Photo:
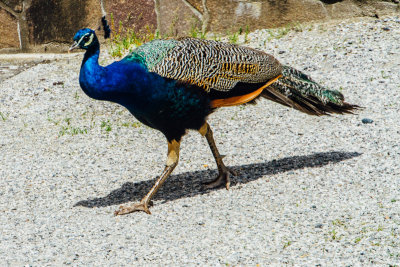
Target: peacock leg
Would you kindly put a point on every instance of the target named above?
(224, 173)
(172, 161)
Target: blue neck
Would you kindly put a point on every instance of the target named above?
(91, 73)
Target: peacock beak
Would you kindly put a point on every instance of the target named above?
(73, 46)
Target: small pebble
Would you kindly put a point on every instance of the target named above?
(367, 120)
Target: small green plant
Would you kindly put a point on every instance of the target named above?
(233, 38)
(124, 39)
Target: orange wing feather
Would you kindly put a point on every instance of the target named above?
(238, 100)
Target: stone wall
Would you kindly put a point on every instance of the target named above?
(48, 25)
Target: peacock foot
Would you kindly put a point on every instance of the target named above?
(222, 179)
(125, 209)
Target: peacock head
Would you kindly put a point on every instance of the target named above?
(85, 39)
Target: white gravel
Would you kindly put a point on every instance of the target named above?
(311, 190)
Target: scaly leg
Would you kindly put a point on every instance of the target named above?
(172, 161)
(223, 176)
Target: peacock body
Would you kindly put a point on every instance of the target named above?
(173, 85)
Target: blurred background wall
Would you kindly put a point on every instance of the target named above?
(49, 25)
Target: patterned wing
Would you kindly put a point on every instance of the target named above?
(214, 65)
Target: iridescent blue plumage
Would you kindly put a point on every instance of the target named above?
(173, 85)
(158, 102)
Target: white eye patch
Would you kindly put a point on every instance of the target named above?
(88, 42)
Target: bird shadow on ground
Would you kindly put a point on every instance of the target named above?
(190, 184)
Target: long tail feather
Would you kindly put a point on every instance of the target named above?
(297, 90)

-.-.-

**Written request**
Set down the material above as is, without any pictures.

**Answer in full**
Photo:
Target: peacock leg
Would you kindly put a point on every instance of the target named above?
(224, 173)
(172, 161)
Target: blue neck
Would you kindly put a point on every instance of the target named above?
(91, 73)
Target: peacock beak
Would you kindly put a point on every instance of the target named above?
(73, 46)
Target: small pebble
Would you kindly put a point on every instance of the target named above?
(367, 120)
Target: small green plant
Would you kindly put a point on every instance of the target named above?
(233, 38)
(124, 39)
Target: orange wing feather
Would you kindly put a point on every instance of the target named above?
(238, 100)
Target: stone wall
Would you kindly put a point on every instance of the target named above?
(48, 25)
Target: peacock foot
Would you kindly put a point on every instance of the target named above?
(222, 179)
(125, 209)
Target: peacock head
Would you kindly put a point on every instance of the target named above?
(85, 39)
Target: white gravel
Would you kindly put a point on every instance of the target named above?
(311, 190)
Target: scaly leg
Would you kindly put a point on every instance of the target named above?
(172, 161)
(223, 176)
Target: peacock body
Would you kindly put a point on every instance of the target named above?
(173, 85)
Target: blurred background wall
Would you kindly put a point on every instance of the target named above?
(49, 25)
Target: patterned wing
Would you kindly put a point on every instance of the target named above?
(214, 65)
Target: iridescent blue plumage
Would you kindly put a point on every instance of the target named above?
(173, 85)
(158, 102)
Target: white eye patch
Would you kindly put a point on every instance of the target named above?
(88, 42)
Target: bird shadow on ground
Would you kindly put a point on every instance of the target named above?
(190, 184)
Target: long tail feather
Would you kindly put a point on every instance of the target named above?
(297, 90)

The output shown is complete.